DATA FOR ANALYSIS START

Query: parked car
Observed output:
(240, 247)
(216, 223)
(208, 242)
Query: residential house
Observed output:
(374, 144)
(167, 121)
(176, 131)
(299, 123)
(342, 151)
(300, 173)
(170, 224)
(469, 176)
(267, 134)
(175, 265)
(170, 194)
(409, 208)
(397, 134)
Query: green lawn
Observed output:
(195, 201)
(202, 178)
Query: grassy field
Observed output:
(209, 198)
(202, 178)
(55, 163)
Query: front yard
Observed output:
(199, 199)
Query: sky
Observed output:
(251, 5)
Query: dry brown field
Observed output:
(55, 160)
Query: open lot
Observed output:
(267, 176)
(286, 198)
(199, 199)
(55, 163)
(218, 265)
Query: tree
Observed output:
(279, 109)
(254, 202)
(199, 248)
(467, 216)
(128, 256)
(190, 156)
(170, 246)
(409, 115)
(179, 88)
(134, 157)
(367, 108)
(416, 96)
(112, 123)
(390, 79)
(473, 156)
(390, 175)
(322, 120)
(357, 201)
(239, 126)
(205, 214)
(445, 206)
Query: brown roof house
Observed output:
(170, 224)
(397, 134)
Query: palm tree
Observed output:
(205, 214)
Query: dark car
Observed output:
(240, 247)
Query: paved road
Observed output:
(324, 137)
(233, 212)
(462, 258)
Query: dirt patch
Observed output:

DATA FOR ANALYSIS END

**ABOUT THIS TASK:**
All lines in the entries above that include "house" should be found and copied.

**EXERCISE RESPONSE:**
Query: residential house
Query: brown roof house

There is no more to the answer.